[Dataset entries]

= = = = =

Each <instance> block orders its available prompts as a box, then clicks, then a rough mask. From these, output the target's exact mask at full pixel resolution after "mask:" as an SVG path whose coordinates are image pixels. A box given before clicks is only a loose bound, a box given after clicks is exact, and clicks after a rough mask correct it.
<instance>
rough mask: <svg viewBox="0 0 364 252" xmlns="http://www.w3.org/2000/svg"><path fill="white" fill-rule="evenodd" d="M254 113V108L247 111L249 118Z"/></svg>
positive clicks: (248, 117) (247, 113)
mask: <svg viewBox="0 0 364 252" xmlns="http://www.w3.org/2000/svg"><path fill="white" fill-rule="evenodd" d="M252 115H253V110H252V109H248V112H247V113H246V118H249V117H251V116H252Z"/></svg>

= = = = =

Work request
Count every line in the entries above where the word "rough" appears; respond with the number alone.

Expected answer
2